**Extracted text:**
* * * * * * * * *

- Morning Musume Sakuragumi, 2004. Top row (L to R): Asami Konno, Eri Kamei, Risa Niigaki, Hitomi Yoshizawa Bottom row (L to R): Mari Yaguchi, Ai Takahashi, Ai Kago

Background information
- Origin: Japan
- Genres: Pop
- Years active: 2003–2004
- Labels: Zetima
- Past members: Asami Konno; Mari Yaguchi; Ai Kago; Natsumi Abe; Hitomi Yoshizawa; Ai Takahashi; Risa Niigaki; Eri Kamei;
- Website: Hello! Project.com

= Morning Musume Sakuragumi =

Japanese pop group

Morning Musume Sakuragumi (モーニング娘｡ さくら組), meaning "Sakura Group", was one of the subgroups derived from the Japanese pop group Morning Musume in 2003. Its less successful equivalent was Morning Musume Otomegumi. Like its counterpart, the sole purpose of Sakuragumi was to accommodate towns with smaller concert venues. The group was meant to embody the traditional Japanese woman. Sakuragumi (as well as Otomegumi) became inactive in March 2004, after releasing two singles.

==History==
By 2003, Morning Musume's ranks had swelled to a total of fifteen members. In January, producer Tsunku made the decision to split the girls into two groups, "Sakura" and "Otome". Each group had its own theme - the Sakuragumi girls were much more traditional in song and clothing than Otomegumi, performing ballads, with a calmer and more subdued image. The group's name derives both from the Japanese cherry blossom, associated with spring, and Tsunku's wish for the girls to "bloom like beautiful flowers." The two groups would perform almost identical set-lists, and perform in the same towns simultaneously, at different venues. Natsumi Abe, a first-generation Morning Musume member, was assigned to be the leader. The group released their first single, "Hare Ame Nochi Suki", on September 18, 2003. The single sold well, reaching a peak of #2 on the weekly Oricon charts. Their first tour, "Morning Musume Sakuragumi Hatsukōen: Sakura Saku", began on November 24.

* * * * * * * * *

**Extracted entries:**
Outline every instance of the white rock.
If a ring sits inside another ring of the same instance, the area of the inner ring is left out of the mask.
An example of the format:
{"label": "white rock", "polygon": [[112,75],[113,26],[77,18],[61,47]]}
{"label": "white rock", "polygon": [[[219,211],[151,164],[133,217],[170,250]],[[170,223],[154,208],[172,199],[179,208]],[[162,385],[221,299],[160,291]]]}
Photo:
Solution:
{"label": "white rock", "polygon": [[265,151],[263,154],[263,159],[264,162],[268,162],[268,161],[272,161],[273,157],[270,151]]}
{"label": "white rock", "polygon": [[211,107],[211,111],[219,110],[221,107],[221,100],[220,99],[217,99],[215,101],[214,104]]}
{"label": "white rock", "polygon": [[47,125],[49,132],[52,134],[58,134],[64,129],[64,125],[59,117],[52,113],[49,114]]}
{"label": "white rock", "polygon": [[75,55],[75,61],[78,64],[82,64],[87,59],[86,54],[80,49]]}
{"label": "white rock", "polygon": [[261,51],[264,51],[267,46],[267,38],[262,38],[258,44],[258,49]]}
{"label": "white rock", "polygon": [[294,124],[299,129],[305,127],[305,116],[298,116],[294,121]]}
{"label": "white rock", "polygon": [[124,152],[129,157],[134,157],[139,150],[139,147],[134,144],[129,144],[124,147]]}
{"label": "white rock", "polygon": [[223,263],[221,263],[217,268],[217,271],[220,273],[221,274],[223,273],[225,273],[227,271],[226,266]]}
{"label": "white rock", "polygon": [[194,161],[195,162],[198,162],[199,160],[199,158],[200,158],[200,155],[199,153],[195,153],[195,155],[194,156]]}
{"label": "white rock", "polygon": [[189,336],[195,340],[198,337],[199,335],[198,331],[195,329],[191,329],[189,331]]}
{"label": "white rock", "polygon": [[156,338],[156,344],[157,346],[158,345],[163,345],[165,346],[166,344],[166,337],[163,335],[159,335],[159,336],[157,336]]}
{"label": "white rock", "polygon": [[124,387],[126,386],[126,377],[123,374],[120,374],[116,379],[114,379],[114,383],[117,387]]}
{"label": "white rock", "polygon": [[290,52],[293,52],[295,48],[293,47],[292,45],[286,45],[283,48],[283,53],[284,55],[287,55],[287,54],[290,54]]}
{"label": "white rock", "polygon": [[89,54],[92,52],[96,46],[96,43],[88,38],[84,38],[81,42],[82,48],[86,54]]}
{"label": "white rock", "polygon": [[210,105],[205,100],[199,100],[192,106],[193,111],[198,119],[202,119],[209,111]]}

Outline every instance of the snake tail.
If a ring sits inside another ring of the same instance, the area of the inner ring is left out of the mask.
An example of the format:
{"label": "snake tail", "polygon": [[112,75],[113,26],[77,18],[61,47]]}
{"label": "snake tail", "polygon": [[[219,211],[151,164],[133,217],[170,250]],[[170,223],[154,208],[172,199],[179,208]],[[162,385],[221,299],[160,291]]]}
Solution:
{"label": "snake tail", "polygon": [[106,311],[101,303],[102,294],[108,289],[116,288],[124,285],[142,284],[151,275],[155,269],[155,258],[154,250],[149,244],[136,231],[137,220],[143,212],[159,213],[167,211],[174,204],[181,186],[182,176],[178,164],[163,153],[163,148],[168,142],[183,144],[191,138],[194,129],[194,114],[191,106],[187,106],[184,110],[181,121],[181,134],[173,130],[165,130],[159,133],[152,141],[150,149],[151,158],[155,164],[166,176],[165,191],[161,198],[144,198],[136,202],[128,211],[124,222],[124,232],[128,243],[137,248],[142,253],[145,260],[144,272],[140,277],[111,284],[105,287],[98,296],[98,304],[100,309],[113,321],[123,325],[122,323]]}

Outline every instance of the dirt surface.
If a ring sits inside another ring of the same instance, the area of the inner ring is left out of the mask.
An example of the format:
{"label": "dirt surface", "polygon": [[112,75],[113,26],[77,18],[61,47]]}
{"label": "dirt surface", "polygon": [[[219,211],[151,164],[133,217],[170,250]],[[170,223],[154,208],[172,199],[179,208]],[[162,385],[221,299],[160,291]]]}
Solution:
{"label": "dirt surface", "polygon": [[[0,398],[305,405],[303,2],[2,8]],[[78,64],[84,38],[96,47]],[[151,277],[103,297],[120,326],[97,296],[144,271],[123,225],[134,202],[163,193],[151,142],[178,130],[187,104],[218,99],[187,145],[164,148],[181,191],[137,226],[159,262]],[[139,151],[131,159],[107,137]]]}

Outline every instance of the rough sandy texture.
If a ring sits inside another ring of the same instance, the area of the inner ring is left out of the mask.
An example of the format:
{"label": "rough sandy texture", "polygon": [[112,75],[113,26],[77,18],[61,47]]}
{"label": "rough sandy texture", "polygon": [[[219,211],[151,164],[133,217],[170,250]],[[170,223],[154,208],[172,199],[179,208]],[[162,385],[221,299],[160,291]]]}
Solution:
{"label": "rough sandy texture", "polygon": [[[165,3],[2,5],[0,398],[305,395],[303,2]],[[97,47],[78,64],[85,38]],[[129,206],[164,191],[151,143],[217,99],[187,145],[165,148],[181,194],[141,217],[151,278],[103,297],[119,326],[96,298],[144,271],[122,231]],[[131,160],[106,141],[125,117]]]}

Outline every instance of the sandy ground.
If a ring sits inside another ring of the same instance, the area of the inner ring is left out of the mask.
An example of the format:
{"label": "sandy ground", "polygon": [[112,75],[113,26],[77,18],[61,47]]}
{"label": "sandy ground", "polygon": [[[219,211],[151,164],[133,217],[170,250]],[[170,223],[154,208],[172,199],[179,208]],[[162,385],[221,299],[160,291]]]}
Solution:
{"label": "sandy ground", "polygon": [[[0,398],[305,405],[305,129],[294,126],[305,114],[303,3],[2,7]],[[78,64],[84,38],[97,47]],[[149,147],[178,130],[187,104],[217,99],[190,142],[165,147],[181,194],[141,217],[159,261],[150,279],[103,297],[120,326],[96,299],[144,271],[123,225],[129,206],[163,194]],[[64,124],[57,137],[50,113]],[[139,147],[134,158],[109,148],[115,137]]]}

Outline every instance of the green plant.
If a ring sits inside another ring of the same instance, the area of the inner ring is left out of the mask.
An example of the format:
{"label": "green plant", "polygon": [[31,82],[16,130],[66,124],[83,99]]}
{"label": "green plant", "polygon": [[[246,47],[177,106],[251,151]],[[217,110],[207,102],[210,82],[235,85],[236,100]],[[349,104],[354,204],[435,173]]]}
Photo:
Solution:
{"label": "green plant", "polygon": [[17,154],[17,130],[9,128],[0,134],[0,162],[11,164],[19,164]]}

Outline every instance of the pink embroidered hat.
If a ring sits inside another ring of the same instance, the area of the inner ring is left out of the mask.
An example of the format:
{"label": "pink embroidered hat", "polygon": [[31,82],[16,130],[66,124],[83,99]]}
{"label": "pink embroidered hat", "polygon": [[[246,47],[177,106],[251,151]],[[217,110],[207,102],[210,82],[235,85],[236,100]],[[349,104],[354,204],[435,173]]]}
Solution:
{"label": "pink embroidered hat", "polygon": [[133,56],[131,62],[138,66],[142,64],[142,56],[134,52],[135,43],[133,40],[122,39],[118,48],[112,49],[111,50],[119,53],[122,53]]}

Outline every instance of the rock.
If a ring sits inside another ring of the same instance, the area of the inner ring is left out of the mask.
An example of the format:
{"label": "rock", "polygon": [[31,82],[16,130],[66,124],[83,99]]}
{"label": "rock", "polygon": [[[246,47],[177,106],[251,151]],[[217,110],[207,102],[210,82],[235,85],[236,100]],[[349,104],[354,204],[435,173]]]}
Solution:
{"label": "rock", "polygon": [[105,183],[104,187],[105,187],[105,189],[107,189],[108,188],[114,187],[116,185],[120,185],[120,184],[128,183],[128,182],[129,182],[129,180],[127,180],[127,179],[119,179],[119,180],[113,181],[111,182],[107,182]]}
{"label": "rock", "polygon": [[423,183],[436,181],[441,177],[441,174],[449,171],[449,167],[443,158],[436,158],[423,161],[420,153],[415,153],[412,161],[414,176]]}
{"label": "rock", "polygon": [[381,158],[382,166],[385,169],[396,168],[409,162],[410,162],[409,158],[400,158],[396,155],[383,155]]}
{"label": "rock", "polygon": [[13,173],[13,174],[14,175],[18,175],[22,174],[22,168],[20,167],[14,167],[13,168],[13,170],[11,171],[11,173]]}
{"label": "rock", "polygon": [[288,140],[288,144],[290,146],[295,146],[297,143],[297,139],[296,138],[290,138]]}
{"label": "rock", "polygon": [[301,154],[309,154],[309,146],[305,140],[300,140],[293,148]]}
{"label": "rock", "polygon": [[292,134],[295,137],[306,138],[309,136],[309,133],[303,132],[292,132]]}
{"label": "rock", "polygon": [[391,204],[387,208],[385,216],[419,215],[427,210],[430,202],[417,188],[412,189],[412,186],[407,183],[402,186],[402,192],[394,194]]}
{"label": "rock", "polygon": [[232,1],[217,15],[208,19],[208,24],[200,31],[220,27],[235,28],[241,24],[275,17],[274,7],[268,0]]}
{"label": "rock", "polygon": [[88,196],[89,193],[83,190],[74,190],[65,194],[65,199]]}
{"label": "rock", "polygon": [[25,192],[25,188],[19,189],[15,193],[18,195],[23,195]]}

* * * * * * * * *

Rewrite the stretch of the Morning Musume Sakuragumi text from "Background information" through "releasing two singles.", putting "dormant" in place of "inactive". The rows are separate material and have no connection to the text.

**Task result:**
Background information
- Origin: Japan
- Genres: Pop
- Years active: 2003–2004
- Labels: Zetima
- Past members: Asami Konno; Mari Yaguchi; Ai Kago; Natsumi Abe; Hitomi Yoshizawa; Ai Takahashi; Risa Niigaki; Eri Kamei;
- Website: Hello! Project.com

= Morning Musume Sakuragumi =

Japanese pop group

Morning Musume Sakuragumi (モーニング娘｡ さくら組), meaning "Sakura Group", was one of the subgroups derived from the Japanese pop group Morning Musume in 2003. Its less successful equivalent was Morning Musume Otomegumi. Like its counterpart, the sole purpose of Sakuragumi was to accommodate towns with smaller concert venues. The group was meant to embody the traditional Japanese woman. Sakuragumi (as well as Otomegumi) became dormant in March 2004, after releasing two singles.